* [WHAT YOU HAVE TO DO]: Retype the records below without changing a single character, and omit the pictures from your copy.

* [DATASET RECORDS]:

▬▬▬▬▬▬▬▬▬▬

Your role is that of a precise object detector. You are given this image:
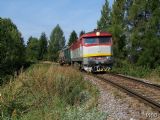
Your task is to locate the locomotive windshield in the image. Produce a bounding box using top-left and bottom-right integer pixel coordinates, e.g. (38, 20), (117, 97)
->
(84, 36), (111, 44)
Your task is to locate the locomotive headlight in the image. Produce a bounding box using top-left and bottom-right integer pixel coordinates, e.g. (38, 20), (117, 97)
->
(106, 56), (112, 60)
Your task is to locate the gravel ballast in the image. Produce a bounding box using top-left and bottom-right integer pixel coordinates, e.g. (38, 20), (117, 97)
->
(85, 75), (160, 120)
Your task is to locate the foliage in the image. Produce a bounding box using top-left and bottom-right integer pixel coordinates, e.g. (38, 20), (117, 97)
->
(97, 0), (111, 31)
(39, 32), (48, 60)
(97, 0), (160, 69)
(26, 36), (40, 62)
(48, 25), (65, 61)
(110, 0), (126, 59)
(0, 64), (106, 120)
(0, 18), (25, 84)
(79, 30), (85, 37)
(68, 30), (78, 46)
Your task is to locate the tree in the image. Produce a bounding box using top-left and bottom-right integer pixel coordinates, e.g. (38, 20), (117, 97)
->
(26, 36), (40, 62)
(68, 30), (78, 46)
(48, 25), (65, 61)
(110, 0), (126, 60)
(129, 0), (160, 68)
(79, 30), (85, 37)
(0, 18), (25, 79)
(39, 32), (48, 60)
(97, 0), (111, 31)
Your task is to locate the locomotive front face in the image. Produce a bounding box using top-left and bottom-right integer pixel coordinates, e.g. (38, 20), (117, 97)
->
(83, 36), (113, 71)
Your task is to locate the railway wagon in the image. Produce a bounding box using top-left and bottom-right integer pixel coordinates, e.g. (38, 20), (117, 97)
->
(70, 31), (113, 72)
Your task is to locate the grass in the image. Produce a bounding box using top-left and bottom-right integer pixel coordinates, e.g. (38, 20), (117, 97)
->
(0, 63), (106, 120)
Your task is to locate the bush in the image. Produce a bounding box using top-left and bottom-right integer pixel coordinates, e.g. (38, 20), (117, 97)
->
(0, 64), (106, 120)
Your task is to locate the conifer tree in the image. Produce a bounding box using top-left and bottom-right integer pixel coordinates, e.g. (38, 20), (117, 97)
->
(48, 25), (65, 61)
(129, 0), (160, 68)
(0, 18), (25, 82)
(111, 0), (126, 60)
(97, 0), (111, 31)
(26, 36), (40, 62)
(79, 30), (85, 37)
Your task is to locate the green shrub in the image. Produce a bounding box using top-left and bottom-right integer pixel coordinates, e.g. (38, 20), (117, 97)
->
(0, 64), (106, 120)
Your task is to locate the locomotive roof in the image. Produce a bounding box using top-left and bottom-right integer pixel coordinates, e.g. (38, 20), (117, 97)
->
(81, 31), (112, 38)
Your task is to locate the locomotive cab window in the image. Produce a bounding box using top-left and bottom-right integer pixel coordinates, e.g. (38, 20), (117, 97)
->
(84, 36), (111, 45)
(84, 38), (97, 44)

▬▬▬▬▬▬▬▬▬▬

* [THE COMPLETED TASK]:
Your role is that of a precise object detector. You are given this image:
Your task is to locate the locomotive windshield in the image. Produce a bounding box using top-left and bottom-right integer pixel coordinates, e.g. (38, 20), (117, 97)
->
(84, 36), (111, 44)
Your task is to locate the locomotive headlight in the image. Produce a bounding box using top-left and bottom-right integer pixel coordinates, e.g. (38, 20), (117, 97)
->
(106, 56), (112, 60)
Your task is to locate the gravel ballast in the image. Produce a bounding box using top-left and bottom-right integer pixel coordinates, e.g. (38, 20), (117, 97)
->
(85, 75), (160, 120)
Your task is to locate the foliage in the image. Produce a bounding box using top-left and bottom-right integer pixel coordinates, e.g. (38, 20), (117, 97)
->
(97, 0), (111, 31)
(39, 32), (48, 60)
(97, 0), (160, 69)
(26, 36), (40, 62)
(48, 25), (65, 61)
(110, 0), (126, 59)
(0, 64), (106, 120)
(0, 18), (25, 84)
(79, 30), (85, 37)
(68, 30), (78, 46)
Your task is to locate the tree in the image. Produce a bounding box using top-left and bottom-right integer pixel coordinates, e.g. (38, 20), (117, 97)
->
(26, 36), (40, 62)
(68, 30), (78, 46)
(48, 25), (65, 61)
(110, 0), (126, 60)
(129, 0), (160, 68)
(79, 30), (85, 37)
(0, 18), (25, 79)
(39, 32), (48, 60)
(97, 0), (111, 31)
Your task is to locate the locomotive front face in the image. Produce a bounding box using top-left and bottom-right integer pixel coordinates, e.g. (38, 20), (117, 97)
->
(83, 36), (113, 71)
Your task is to locate the railway wagon in the image. Produce a bounding box using top-left and bottom-right integer pixel coordinates, e.g. (38, 20), (117, 97)
->
(70, 31), (113, 72)
Your task is to locate the grass in the image. Produce a bounding box using top-left and bottom-right integer pixel coordinates, e.g. (38, 20), (117, 97)
->
(0, 63), (106, 120)
Your task is to locate the bush in the image. Produce a bounding box using top-left and bottom-right integer pixel coordinates, e.g. (38, 20), (117, 97)
->
(0, 64), (106, 120)
Your task is to locate the conifer tree in the image. Produce a bounding box using top-left and bottom-right integer pixel coordinates, e.g. (38, 20), (117, 97)
->
(48, 25), (65, 61)
(129, 0), (160, 68)
(0, 18), (25, 82)
(111, 0), (126, 60)
(97, 0), (111, 31)
(26, 36), (40, 62)
(79, 30), (85, 37)
Your task is to locate the green shrub in the image. Produce a bounding box using top-left and bottom-right integer pixel coordinates, e.g. (38, 20), (117, 97)
->
(0, 64), (106, 120)
Your task is to locate the locomotive roof in the image. Produce a bounding box using top-left and bottom-right integer pixel coordinates, e.g. (38, 20), (117, 97)
->
(81, 31), (112, 38)
Your task is to locate the locomotive cab window in the image. Produce a bounding box using top-left and bottom-right integer pixel coordinates, e.g. (38, 20), (117, 97)
->
(84, 36), (111, 45)
(84, 38), (97, 44)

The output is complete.